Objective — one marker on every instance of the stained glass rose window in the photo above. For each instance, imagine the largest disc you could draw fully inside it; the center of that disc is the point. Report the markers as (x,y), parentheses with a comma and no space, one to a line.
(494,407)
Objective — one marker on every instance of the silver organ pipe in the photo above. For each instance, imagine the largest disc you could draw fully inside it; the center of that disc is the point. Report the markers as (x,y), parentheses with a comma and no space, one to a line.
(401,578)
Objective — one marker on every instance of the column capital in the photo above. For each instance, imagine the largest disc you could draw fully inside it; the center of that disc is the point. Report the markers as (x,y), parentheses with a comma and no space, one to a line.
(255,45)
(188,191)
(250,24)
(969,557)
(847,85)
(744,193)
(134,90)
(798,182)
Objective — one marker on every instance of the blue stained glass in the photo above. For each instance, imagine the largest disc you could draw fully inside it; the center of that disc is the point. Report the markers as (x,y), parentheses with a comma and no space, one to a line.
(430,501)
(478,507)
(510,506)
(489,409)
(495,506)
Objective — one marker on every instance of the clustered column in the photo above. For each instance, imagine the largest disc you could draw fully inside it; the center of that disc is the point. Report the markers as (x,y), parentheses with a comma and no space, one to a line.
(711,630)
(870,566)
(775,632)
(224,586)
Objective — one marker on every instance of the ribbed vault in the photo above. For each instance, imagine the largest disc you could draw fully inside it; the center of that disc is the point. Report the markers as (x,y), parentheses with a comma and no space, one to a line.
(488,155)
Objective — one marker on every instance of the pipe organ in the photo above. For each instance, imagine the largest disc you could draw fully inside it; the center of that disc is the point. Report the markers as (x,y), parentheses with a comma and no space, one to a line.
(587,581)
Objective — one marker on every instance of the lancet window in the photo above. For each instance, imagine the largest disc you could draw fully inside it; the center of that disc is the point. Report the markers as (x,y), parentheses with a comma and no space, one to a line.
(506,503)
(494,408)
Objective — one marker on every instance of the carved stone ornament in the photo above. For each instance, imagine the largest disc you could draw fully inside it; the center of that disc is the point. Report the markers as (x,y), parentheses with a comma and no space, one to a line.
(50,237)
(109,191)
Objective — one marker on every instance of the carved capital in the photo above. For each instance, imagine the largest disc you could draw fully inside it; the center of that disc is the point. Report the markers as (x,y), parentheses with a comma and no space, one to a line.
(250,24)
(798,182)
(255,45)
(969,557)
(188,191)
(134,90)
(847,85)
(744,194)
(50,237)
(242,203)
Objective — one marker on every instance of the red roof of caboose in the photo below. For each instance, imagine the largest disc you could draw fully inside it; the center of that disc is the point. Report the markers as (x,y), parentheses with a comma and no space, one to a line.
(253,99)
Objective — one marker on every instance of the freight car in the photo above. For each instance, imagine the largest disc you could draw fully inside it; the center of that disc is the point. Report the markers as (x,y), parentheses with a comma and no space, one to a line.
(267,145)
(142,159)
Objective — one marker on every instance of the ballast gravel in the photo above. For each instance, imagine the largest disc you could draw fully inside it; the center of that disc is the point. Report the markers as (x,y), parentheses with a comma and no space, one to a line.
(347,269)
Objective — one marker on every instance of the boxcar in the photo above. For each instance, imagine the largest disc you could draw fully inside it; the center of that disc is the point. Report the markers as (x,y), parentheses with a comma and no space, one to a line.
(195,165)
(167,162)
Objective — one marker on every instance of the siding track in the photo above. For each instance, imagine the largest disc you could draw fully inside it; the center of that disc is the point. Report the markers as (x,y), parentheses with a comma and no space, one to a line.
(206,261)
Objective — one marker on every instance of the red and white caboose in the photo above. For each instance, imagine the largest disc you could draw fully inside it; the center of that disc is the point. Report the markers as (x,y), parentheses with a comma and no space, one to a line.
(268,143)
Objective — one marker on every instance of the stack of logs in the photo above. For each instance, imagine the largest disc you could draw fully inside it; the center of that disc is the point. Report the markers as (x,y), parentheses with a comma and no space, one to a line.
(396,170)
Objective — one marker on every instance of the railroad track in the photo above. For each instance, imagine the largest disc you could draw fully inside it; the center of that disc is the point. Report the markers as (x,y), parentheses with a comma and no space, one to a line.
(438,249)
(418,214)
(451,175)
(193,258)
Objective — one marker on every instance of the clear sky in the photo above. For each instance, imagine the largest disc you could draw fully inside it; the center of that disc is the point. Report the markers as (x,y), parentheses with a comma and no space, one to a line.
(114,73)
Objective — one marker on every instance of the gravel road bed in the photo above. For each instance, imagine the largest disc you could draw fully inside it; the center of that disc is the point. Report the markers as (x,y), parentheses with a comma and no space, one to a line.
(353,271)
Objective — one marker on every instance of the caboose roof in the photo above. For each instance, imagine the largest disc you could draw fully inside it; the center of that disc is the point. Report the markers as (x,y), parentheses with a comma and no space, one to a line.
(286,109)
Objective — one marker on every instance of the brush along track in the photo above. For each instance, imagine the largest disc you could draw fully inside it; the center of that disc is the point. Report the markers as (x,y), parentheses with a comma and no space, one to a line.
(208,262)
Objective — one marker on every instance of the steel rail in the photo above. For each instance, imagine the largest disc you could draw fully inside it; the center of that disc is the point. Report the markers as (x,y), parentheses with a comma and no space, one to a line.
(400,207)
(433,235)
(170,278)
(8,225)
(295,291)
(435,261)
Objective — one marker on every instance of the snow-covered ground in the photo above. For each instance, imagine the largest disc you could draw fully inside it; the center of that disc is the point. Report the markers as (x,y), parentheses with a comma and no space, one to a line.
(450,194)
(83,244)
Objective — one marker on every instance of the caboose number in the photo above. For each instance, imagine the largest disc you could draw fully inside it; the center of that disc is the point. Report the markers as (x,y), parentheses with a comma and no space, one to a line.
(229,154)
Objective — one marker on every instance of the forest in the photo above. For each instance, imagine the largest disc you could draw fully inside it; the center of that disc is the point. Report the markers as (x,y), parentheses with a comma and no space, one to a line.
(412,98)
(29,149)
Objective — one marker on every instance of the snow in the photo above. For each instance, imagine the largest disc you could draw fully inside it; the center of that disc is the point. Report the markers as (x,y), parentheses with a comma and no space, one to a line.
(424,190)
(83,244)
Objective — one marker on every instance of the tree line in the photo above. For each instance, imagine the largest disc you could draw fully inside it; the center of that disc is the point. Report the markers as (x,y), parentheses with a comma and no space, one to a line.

==========

The task ->
Shift each coordinate by adding 123 to both of its numbers, and write out everything from the line containing "Objective — one marker on every instance of the snow in" down to the end of the data above, leaving all other text unchanged.

Output of the exercise ->
Objective — one marker on every instance of the snow in the photo above. For each instance, imagine the largest disc you could draw fully inside it; the center of that disc is the point. Report the markers as (x,y), parentheses with a comma and no space, one to a line.
(547,313)
(206,367)
Objective — one marker on every instance of the tree line in the photo above. For each instance, imagine the largest disc you could draw fully inside it; the center of that disc is the point. Report the markers as (x,y), parentheses with a comma and no space, one to a line.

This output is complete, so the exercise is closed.